Jawab SBY, PDIP Sebut Kenaikan Suara Partai Demokrat di Pemilu 2009 Adalah Anomali

- Senin, 19 September 2022 | 09:50 WIB
Susilo Bambang Yudhoyono. (Kiri), Sekjen PDI Perjuangan Hasto Kristiyanto. (Kanan) (ANTARA/Rivan Awal Lingga/M Risyal Hidayat)
Susilo Bambang Yudhoyono. (Kiri), Sekjen PDI Perjuangan Hasto Kristiyanto. (Kanan) (ANTARA/Rivan Awal Lingga/M Risyal Hidayat)

Sekretaris Jenderal DPP PDIP Hasto Kristiyanto memaparkan berbagai data penelitian mengenai keanehan dalam pemilu pada era Susilo Bambang Yudhoyono (SBY). Adapun hal ini merespon pernyataan SBY terkait ada upaya Pilpres 2024 bisa tidak jujur dan tidak adil.

Hasto menyatakan SBY tidak bijak ketika membuat tuduhan itu.  Ia kemudian mencontohkan kehadiran partai elektoral yang dipengaruhi gelombang reproduksi politik Amerika Serikat di Indonesia. Di mana, pada 2009, berhasil mendapat kenaikan suara 300 persen dibanding raihan di Pemilu 2004.

"Sistem multipartai seperti Indonesia yang sangat kompleks dengan intensitas persaingan yang sangat tinggi, sebenarnya tidak memungkinkan bagi parpol seperti Partai Demokrat untuk mengalami kenaikan 300 persen pada Pemilu 2009 lalu. Ini adalah suatu anomali di dalam pemilu," kata Hasto dikutip Senin (19/9/2022).

BACA JUGA: Di Rapimnas, AHY Klaim Rakyat Rindukan Kepemimpinan SBY

Menurut Hasto, jurus kemenangan Demokrat itu adalah memadukan jurus pemenangan politik model Amerika, Thailand, dan Afrika, yang dirasionalisasikan melalui berbagai politik citra dan bandwagon effect.

Baris dataset tentang lokasi kemunculan objek:

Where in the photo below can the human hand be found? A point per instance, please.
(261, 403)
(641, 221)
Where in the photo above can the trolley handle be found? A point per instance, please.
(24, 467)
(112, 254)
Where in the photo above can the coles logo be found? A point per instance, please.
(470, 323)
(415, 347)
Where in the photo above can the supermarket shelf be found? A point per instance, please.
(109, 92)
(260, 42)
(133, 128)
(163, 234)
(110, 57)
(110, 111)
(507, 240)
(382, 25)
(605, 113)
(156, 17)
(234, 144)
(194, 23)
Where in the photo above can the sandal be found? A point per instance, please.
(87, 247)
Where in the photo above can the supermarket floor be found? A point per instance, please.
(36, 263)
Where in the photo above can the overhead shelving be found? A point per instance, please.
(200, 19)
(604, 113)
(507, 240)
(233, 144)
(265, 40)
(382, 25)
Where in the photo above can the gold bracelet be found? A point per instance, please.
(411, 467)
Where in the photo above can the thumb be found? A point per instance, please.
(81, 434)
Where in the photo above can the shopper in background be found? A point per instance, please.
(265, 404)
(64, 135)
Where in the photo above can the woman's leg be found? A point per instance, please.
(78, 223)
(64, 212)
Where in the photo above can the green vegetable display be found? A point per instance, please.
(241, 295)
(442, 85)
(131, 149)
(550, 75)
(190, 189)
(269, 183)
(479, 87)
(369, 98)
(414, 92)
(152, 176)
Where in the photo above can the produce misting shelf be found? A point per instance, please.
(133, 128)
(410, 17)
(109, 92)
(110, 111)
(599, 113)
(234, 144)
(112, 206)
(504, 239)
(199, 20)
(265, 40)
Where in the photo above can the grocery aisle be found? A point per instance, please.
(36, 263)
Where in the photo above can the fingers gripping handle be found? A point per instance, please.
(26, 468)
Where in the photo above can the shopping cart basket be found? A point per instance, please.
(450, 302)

• Permintaan:
Lanjutkan berita tentang tanggapan PDIP terhadap pernyataan SBY soal pemilu, mulai setelah kalimat terakhirnya. Entri-entri tersebut sama sekali tidak digunakan di sini.

• Hasil:
Hasto lalu memaparkan beberapa faktor yang terjadi di lapangan pada saat itu. PD meniru strategi Thaksin di Thailand, dengan penggelontoran USD 2 miliar dana untuk kepentingan elektoral dari Juli 2008 hingga Februari 2009.

“Sehingga menurut Marcus Mietzner, elektoral Demokrat dan Pak SBY terjadi skyrocketing. Ini kajian akademis," tutur Hasto.

Yang kedua, sambung dia, adalah sistem pemilu tanpa nomor urut, yang disertai bandwagon effect melalui survei dan pencitraan. Ada pula penggunaan instrumen negara.

"Ini kan model Amerika. Penyusupan agen partai ke KPU, oknum aparatur negara, ini model Afrika. Buktinya kan seperti pak Anas Urbaningrum, ibu Andi Nurpati yang kemudian direkrut ke Partai Demokrat," kata Hasto.

"Kemudian, manipulasi daftar pemilih, itu luar biasa, ini juga zaman Pak SBY. Dimana, di zaman Pak Harto saja, tak pernah melakukan manipulasi DPT. Ini DPT dimanipulasi secara masif. Belanja iklan juga, ini duitnya dari mana?" tambah Hasto.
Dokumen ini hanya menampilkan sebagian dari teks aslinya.